— Task prompt —
The material below holds a span beginning at the line with "Target: woman in black top" and ending at the line with "Target: bush". Quote that span exactly, both ends included, and only that span.

___ Material for the task

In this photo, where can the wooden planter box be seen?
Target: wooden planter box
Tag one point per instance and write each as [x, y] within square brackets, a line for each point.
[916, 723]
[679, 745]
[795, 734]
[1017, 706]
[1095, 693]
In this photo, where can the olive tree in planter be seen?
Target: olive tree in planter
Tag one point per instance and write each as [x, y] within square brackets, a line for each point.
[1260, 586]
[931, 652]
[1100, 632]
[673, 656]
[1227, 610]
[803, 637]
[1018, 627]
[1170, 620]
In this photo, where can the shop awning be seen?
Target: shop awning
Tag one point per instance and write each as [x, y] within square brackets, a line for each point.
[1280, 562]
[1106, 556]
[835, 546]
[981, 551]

______
___ Material for the task

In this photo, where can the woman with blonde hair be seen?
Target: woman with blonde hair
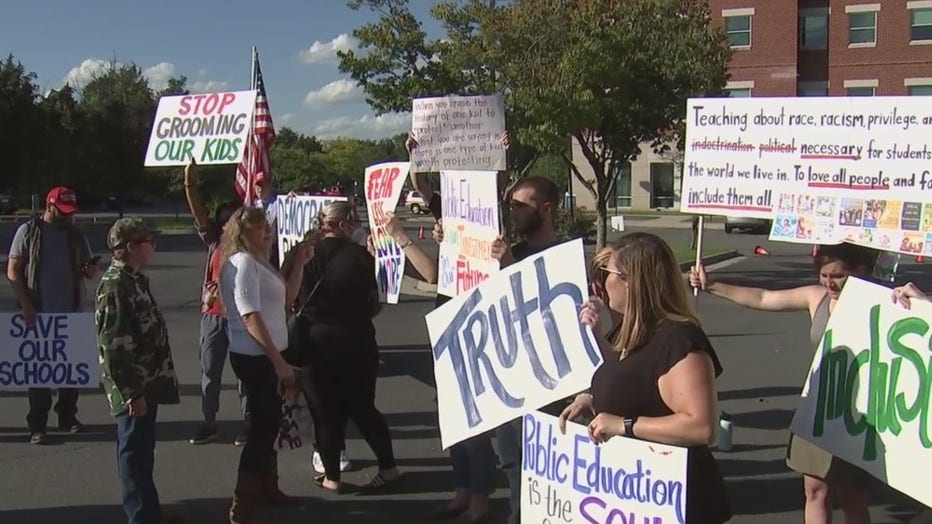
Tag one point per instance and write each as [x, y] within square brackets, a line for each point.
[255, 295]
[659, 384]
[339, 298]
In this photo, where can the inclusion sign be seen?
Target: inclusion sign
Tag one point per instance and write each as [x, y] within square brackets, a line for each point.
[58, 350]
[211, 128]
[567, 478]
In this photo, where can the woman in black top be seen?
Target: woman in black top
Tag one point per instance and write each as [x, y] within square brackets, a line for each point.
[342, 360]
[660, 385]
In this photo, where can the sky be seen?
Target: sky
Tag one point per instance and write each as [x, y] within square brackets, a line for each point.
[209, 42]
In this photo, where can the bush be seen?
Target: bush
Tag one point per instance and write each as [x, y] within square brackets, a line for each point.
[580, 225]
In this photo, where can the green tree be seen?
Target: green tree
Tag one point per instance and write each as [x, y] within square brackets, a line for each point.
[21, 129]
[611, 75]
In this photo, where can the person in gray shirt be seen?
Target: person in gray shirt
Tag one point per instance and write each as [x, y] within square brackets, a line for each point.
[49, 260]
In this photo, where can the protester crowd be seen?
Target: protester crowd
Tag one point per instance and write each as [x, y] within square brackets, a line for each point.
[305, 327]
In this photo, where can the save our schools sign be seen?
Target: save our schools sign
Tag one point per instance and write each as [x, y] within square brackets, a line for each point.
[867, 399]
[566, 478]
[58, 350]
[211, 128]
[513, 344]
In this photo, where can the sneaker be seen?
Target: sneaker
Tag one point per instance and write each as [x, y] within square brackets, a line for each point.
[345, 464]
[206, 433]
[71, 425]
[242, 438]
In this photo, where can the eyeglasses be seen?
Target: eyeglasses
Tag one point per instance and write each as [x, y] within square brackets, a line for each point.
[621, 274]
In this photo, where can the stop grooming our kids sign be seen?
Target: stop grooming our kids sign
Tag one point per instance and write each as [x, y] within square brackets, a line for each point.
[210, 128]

______

— Task solution —
Target: woman in black top
Tag one point per instance and write each as [x, y] within square brackets, a line for each point.
[342, 360]
[660, 385]
In this photo, where can the sky be seen?
Target: sky
Tag one point per instance and write each as [x, y] within square brackets, a line for each point.
[209, 42]
In this photo, where can the bush be seen?
Target: bush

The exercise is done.